Exact copies of the lines from the start of the records through the line with "like [(73, 174)]" are what the answer must hold; pictures are not part of it.

(Record set begins)

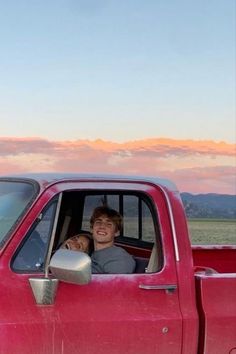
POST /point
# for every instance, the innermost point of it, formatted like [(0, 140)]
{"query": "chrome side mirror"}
[(71, 266)]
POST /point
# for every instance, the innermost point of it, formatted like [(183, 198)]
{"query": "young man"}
[(106, 224)]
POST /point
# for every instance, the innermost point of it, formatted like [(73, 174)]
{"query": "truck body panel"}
[(170, 309)]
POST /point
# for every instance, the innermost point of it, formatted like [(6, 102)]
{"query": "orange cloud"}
[(195, 166)]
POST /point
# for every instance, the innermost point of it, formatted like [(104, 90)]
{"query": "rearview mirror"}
[(71, 266)]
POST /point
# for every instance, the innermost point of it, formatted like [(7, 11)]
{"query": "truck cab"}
[(51, 303)]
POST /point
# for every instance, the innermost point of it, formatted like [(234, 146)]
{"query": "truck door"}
[(114, 313)]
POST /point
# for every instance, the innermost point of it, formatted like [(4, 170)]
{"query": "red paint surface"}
[(112, 314)]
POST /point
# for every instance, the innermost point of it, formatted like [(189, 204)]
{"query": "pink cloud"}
[(195, 166)]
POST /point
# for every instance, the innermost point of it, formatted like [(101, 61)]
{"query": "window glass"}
[(31, 255), (148, 229), (131, 216), (137, 218), (14, 198)]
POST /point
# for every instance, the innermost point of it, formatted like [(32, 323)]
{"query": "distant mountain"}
[(209, 205)]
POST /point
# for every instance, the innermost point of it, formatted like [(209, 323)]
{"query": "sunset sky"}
[(128, 87)]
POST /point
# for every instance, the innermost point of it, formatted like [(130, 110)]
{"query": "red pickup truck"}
[(180, 299)]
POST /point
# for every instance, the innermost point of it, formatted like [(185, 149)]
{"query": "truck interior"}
[(140, 235)]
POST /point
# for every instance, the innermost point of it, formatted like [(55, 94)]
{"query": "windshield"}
[(15, 197)]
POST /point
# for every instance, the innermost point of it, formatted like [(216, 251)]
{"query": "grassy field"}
[(212, 231)]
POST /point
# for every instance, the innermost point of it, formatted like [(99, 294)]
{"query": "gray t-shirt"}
[(112, 260)]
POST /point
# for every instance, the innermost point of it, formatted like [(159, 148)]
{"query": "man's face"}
[(104, 230)]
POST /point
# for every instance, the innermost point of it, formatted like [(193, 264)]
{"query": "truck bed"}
[(221, 259)]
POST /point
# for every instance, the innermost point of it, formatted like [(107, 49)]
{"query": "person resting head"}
[(81, 242)]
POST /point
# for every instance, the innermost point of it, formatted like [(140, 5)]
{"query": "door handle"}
[(169, 288)]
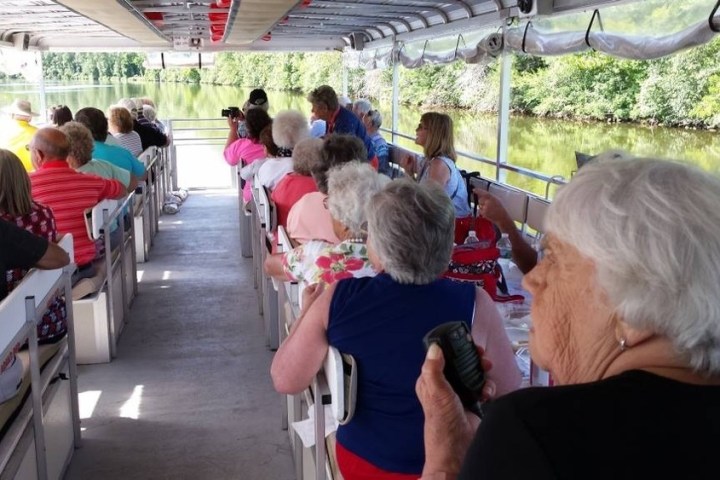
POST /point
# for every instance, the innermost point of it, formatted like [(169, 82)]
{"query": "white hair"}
[(411, 229), (652, 227), (149, 113), (289, 127), (350, 187), (362, 105)]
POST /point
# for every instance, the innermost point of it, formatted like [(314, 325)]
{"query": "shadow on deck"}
[(189, 395)]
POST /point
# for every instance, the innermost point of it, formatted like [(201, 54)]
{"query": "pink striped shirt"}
[(70, 194)]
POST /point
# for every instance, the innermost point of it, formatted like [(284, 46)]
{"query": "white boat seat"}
[(514, 201)]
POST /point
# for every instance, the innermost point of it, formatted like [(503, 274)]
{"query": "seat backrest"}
[(97, 219), (341, 374), (514, 201), (536, 213), (479, 183)]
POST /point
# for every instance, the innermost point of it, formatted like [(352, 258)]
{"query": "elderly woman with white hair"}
[(627, 321), (381, 322), (288, 128), (373, 122), (319, 262)]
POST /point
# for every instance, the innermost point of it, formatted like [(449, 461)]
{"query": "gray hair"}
[(305, 154), (411, 229), (375, 118), (362, 105), (149, 112), (81, 142), (289, 127), (652, 227), (350, 187)]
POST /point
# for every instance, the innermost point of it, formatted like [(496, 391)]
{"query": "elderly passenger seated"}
[(120, 126), (80, 156), (297, 183), (350, 187), (244, 151), (435, 134), (289, 127), (381, 322), (373, 121), (626, 320), (308, 219), (18, 207), (68, 193)]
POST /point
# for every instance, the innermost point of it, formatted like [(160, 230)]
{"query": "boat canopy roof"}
[(376, 32)]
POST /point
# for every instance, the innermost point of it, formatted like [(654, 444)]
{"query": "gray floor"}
[(194, 355)]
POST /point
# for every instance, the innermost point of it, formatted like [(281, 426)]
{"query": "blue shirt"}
[(119, 157), (382, 323), (383, 153), (455, 187), (347, 122)]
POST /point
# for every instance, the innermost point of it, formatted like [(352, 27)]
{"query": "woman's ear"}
[(630, 336)]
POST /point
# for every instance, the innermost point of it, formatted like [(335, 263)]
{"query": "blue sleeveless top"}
[(455, 187), (382, 323)]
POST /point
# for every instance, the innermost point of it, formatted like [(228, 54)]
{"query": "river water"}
[(544, 145)]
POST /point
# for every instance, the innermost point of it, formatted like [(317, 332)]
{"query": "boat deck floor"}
[(189, 395)]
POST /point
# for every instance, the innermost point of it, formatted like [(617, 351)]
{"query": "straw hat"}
[(20, 107)]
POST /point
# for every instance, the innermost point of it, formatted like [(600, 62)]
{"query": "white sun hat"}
[(20, 107)]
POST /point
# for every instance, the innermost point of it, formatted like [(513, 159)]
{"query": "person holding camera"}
[(626, 320), (244, 151), (381, 322)]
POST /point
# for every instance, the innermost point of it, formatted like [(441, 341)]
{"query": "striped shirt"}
[(70, 194)]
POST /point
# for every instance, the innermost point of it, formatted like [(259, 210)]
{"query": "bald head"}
[(49, 144)]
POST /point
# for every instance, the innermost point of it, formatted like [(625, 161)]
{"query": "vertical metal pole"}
[(36, 389), (503, 112), (319, 410), (43, 100), (396, 97), (72, 365), (344, 78)]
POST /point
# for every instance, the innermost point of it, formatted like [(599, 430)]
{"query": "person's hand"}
[(491, 208), (409, 164), (310, 294), (449, 429)]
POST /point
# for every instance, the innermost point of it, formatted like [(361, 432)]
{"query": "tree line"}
[(680, 90)]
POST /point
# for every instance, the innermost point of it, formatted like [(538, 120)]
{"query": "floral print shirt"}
[(321, 262), (41, 222)]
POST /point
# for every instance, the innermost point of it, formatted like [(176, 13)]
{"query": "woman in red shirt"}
[(17, 206)]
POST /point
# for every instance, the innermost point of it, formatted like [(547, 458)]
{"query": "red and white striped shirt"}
[(70, 194)]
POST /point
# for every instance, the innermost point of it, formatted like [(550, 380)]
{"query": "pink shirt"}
[(288, 191), (310, 220), (247, 151)]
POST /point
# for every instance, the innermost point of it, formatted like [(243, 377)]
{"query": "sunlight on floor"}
[(88, 401), (131, 408)]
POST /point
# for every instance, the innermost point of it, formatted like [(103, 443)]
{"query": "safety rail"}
[(499, 166), (49, 398)]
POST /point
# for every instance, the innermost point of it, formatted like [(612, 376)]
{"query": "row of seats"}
[(102, 302), (40, 425), (279, 304)]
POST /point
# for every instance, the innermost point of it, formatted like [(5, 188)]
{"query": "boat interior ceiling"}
[(255, 25)]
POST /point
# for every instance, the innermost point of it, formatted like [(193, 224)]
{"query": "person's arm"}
[(523, 254), (301, 355), (112, 189), (133, 183), (448, 428), (24, 250), (232, 132), (54, 257), (488, 332), (438, 172)]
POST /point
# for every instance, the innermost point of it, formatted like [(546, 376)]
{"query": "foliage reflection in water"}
[(544, 145)]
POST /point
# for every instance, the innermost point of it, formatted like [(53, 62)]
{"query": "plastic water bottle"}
[(471, 238), (504, 246)]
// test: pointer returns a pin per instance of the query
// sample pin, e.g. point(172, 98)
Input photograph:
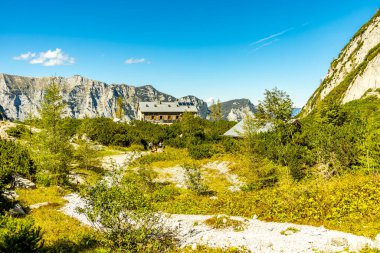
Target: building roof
point(167, 107)
point(237, 131)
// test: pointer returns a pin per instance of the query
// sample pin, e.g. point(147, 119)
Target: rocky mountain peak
point(355, 71)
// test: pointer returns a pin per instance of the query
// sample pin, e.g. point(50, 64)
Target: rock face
point(236, 110)
point(356, 71)
point(22, 96)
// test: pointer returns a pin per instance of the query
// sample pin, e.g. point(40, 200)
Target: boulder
point(20, 182)
point(17, 211)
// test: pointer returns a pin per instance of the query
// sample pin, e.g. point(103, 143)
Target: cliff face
point(21, 96)
point(356, 71)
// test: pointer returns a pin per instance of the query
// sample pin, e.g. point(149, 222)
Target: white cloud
point(210, 100)
point(136, 60)
point(25, 56)
point(49, 58)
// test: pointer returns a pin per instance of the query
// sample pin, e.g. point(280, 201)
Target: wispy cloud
point(265, 44)
point(136, 60)
point(49, 58)
point(275, 35)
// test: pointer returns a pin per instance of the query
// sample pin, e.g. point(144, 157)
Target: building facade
point(164, 112)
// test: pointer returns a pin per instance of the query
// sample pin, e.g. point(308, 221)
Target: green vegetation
point(319, 170)
point(224, 221)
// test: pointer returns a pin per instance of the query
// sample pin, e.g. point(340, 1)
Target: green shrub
point(17, 131)
point(201, 151)
point(194, 180)
point(14, 160)
point(19, 236)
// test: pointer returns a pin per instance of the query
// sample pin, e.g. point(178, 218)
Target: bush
point(194, 179)
point(19, 236)
point(14, 160)
point(129, 224)
point(18, 131)
point(201, 151)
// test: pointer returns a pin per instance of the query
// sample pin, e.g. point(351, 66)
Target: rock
point(11, 195)
point(17, 211)
point(38, 205)
point(20, 182)
point(75, 179)
point(353, 55)
point(339, 242)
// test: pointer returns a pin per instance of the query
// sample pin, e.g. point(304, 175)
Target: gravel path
point(258, 236)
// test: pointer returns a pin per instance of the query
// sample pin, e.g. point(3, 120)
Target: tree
point(123, 212)
point(216, 110)
point(119, 109)
point(86, 155)
point(52, 149)
point(276, 107)
point(20, 235)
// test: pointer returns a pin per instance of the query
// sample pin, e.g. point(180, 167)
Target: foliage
point(18, 131)
point(201, 151)
point(194, 179)
point(128, 221)
point(19, 236)
point(275, 108)
point(51, 148)
point(86, 155)
point(224, 221)
point(14, 160)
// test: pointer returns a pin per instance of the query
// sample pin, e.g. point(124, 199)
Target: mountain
point(20, 96)
point(355, 73)
point(235, 110)
point(201, 105)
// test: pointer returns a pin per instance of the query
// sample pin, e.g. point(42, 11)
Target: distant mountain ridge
point(237, 109)
point(355, 74)
point(22, 96)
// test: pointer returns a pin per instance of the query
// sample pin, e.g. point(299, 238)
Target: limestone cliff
point(21, 96)
point(356, 71)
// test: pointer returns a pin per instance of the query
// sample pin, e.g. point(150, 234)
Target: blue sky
point(208, 48)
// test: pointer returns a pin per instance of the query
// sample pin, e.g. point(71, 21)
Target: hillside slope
point(21, 96)
point(355, 72)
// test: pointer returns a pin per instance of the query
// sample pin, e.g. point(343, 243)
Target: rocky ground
point(257, 236)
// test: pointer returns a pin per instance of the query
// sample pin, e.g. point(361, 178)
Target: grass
point(224, 222)
point(289, 230)
point(61, 233)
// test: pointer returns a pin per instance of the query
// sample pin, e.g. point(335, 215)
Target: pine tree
point(119, 110)
point(51, 146)
point(216, 110)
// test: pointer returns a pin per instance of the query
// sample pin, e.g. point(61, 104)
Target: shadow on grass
point(86, 243)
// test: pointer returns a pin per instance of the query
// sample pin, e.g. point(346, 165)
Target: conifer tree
point(52, 149)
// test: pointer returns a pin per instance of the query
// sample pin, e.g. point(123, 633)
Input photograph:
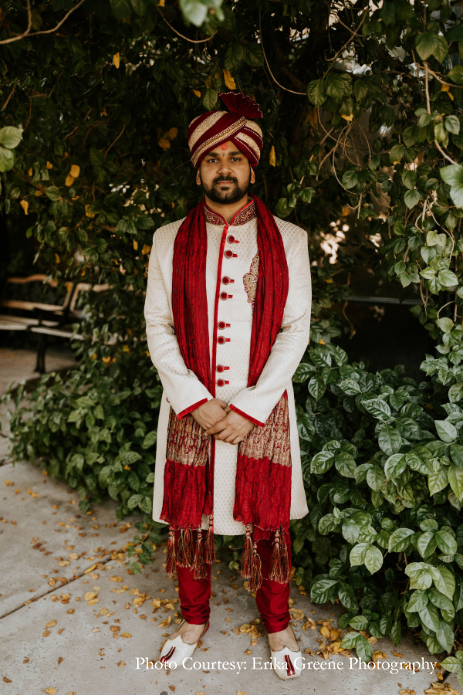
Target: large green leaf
point(373, 559)
point(400, 540)
point(394, 466)
point(389, 440)
point(10, 136)
point(316, 92)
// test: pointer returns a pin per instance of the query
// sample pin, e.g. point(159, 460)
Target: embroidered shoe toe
point(287, 663)
point(175, 651)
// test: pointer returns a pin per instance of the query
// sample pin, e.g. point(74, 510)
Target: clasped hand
point(217, 419)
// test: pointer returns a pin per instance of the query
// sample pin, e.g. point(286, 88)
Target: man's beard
point(229, 197)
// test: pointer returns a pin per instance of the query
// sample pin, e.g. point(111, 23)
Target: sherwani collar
point(244, 215)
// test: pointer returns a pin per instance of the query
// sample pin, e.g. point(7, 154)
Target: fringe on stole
point(182, 552)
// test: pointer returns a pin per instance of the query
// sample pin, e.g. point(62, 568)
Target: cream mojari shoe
point(284, 662)
point(175, 651)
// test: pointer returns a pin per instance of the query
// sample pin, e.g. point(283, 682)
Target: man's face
point(225, 174)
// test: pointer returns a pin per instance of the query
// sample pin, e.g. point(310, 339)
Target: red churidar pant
point(271, 598)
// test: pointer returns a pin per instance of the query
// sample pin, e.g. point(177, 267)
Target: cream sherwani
point(231, 275)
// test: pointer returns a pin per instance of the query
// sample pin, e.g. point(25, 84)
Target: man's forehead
point(225, 150)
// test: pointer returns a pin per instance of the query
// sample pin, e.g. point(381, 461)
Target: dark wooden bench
point(63, 309)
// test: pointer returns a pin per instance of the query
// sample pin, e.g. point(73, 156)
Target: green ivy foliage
point(362, 114)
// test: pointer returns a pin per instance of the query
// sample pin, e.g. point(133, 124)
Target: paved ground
point(70, 608)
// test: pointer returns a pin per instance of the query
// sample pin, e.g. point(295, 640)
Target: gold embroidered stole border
point(187, 444)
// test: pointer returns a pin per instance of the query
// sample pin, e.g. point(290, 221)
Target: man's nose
point(224, 167)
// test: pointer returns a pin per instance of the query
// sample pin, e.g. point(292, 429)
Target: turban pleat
point(215, 127)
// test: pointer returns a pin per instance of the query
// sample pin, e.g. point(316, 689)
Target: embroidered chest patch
point(250, 279)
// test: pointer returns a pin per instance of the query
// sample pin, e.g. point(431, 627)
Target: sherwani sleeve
point(183, 389)
point(257, 402)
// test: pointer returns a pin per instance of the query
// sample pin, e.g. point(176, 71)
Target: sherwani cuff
point(190, 408)
point(248, 417)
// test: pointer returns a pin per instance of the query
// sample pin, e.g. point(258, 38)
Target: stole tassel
point(210, 556)
point(280, 563)
point(188, 547)
point(246, 556)
point(171, 554)
point(180, 548)
point(255, 580)
point(199, 566)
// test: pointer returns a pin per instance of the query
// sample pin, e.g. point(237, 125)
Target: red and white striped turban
point(215, 127)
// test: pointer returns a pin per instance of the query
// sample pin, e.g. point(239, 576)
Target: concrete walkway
point(70, 608)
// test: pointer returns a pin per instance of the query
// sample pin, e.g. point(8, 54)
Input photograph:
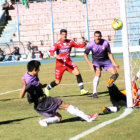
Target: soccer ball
point(117, 23)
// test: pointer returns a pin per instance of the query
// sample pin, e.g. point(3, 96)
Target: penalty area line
point(126, 112)
point(10, 91)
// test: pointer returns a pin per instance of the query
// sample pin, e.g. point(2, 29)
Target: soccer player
point(118, 98)
point(102, 58)
point(63, 62)
point(47, 106)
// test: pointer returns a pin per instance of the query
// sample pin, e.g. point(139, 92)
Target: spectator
point(15, 54)
point(1, 54)
point(6, 8)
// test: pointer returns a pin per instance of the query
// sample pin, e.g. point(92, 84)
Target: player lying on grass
point(47, 106)
point(118, 98)
point(102, 58)
point(63, 62)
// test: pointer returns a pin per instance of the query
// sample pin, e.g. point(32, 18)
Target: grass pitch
point(19, 121)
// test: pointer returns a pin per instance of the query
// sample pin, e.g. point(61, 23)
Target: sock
point(113, 108)
point(51, 85)
point(75, 111)
point(52, 120)
point(112, 79)
point(80, 81)
point(95, 84)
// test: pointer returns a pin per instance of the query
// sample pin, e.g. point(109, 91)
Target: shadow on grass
point(2, 100)
point(90, 94)
point(16, 120)
point(73, 119)
point(74, 95)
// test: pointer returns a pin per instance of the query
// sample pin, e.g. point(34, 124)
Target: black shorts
point(48, 106)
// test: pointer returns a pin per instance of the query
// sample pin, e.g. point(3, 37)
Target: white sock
point(113, 108)
point(75, 111)
point(95, 84)
point(52, 120)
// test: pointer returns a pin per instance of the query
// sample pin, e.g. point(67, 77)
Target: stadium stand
point(36, 20)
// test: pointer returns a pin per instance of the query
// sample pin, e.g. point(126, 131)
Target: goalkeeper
point(118, 98)
point(102, 58)
point(46, 106)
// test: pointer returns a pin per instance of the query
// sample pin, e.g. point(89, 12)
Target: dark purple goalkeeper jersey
point(99, 51)
point(47, 106)
point(33, 87)
point(100, 54)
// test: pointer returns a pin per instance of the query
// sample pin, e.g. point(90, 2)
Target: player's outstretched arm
point(113, 60)
point(53, 49)
point(43, 85)
point(88, 61)
point(78, 45)
point(23, 90)
point(137, 76)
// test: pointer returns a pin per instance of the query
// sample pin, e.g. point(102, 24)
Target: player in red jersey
point(63, 62)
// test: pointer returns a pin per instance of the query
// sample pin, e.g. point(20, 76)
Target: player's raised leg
point(56, 117)
point(114, 76)
point(58, 76)
point(77, 112)
point(76, 72)
point(96, 81)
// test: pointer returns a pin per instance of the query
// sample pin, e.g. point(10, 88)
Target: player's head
point(33, 66)
point(97, 36)
point(63, 34)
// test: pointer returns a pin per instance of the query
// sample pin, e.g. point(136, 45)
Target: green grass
point(19, 121)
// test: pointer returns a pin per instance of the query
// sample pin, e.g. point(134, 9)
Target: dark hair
point(33, 64)
point(63, 30)
point(97, 32)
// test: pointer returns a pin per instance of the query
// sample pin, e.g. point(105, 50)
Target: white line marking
point(10, 91)
point(93, 129)
point(60, 85)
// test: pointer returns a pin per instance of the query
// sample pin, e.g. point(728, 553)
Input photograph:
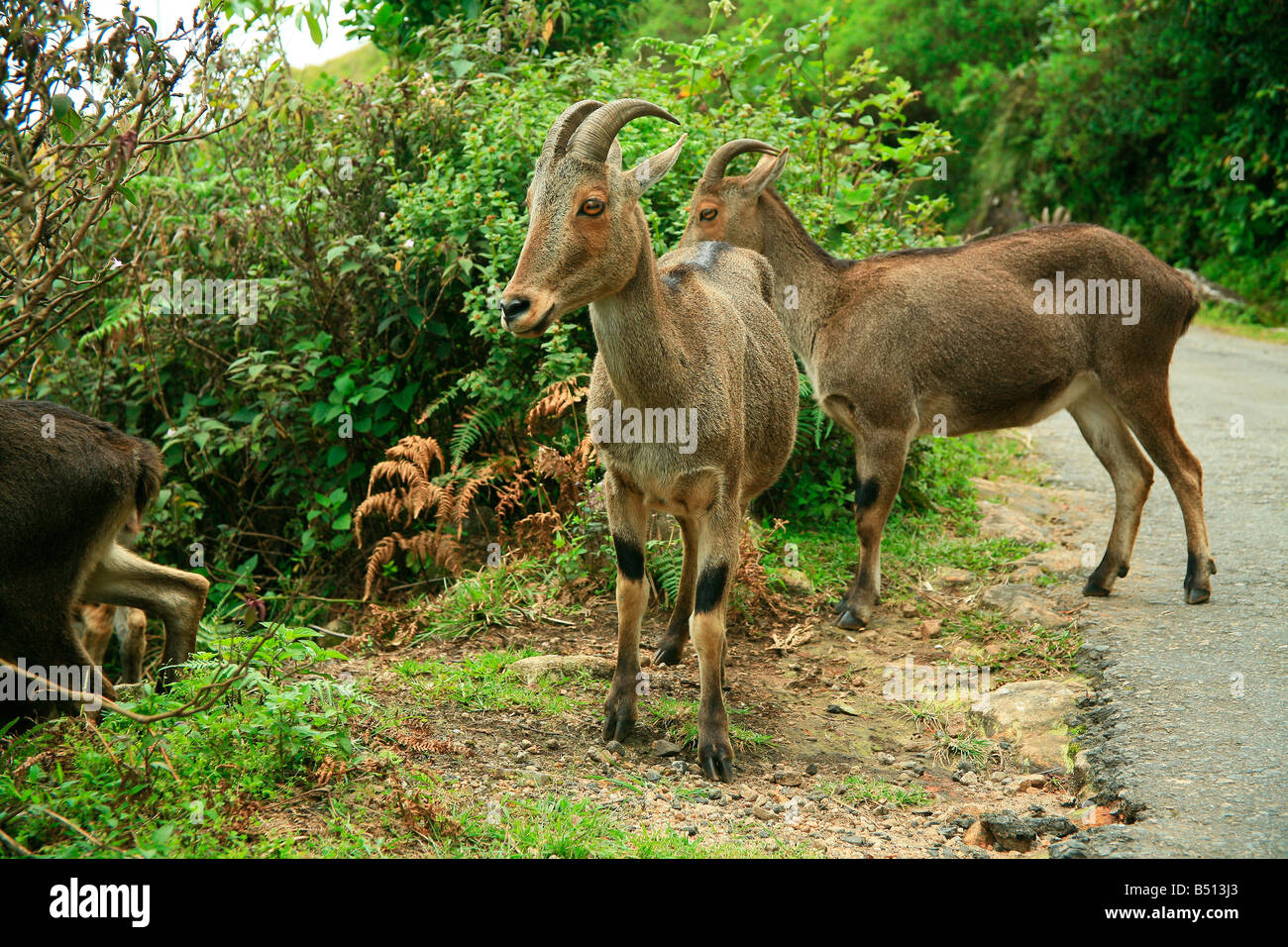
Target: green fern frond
point(478, 424)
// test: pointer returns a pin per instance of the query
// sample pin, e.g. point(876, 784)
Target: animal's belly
point(660, 474)
point(940, 415)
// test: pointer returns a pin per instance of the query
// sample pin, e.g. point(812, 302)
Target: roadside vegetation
point(413, 497)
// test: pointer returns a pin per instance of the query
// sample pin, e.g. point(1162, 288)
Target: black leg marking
point(866, 493)
point(630, 560)
point(711, 583)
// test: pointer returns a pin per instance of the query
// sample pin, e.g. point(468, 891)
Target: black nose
point(513, 309)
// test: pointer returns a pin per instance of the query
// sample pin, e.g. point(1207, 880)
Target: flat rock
point(1056, 561)
point(1043, 751)
point(1004, 522)
point(953, 578)
point(1051, 825)
point(797, 581)
point(539, 667)
point(1026, 706)
point(1022, 603)
point(1010, 832)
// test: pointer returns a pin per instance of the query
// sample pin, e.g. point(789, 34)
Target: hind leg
point(132, 633)
point(1149, 414)
point(1108, 436)
point(178, 598)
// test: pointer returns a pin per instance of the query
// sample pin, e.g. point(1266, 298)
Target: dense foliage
point(1127, 114)
point(376, 224)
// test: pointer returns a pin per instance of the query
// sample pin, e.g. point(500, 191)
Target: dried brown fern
point(555, 402)
point(407, 468)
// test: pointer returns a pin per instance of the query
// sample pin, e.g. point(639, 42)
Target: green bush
point(378, 222)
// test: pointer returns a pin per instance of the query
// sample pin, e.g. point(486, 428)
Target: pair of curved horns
point(587, 129)
point(728, 151)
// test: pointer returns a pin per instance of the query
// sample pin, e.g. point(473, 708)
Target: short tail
point(151, 472)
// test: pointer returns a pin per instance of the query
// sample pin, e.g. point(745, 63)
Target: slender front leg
point(879, 459)
point(626, 521)
point(717, 562)
point(671, 648)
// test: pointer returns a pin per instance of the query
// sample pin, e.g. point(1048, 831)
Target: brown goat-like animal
point(75, 488)
point(692, 334)
point(98, 624)
point(951, 341)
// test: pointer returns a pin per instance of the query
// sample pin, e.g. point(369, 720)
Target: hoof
point(1094, 589)
point(849, 618)
point(619, 712)
point(668, 652)
point(716, 762)
point(617, 727)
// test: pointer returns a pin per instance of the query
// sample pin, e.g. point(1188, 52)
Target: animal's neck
point(806, 275)
point(636, 338)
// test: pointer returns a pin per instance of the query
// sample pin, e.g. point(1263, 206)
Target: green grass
point(940, 531)
point(857, 789)
point(971, 748)
point(183, 787)
point(489, 598)
point(481, 684)
point(1024, 650)
point(681, 722)
point(1232, 321)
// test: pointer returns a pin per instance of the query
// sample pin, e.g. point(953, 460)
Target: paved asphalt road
point(1199, 693)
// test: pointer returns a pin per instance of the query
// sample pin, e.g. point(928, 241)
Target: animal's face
point(587, 231)
point(728, 209)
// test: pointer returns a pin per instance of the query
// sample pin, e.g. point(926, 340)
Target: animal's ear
point(651, 170)
point(767, 171)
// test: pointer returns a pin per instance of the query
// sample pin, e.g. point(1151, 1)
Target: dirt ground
point(812, 689)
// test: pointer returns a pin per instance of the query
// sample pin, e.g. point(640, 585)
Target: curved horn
point(729, 151)
point(557, 140)
point(595, 136)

(Record set ends)

#### Answer to this problem
POST /point
# for every instance, the innermost point of it, formatted like [(0, 140)]
{"query": "chrome side mirror"}
[(71, 266)]
POST /point
# for every instance, the innermost point of it, formatted like [(183, 198)]
{"query": "young man"}
[(106, 224)]
POST /point
# for every instance, the innermost point of it, formatted like [(73, 174)]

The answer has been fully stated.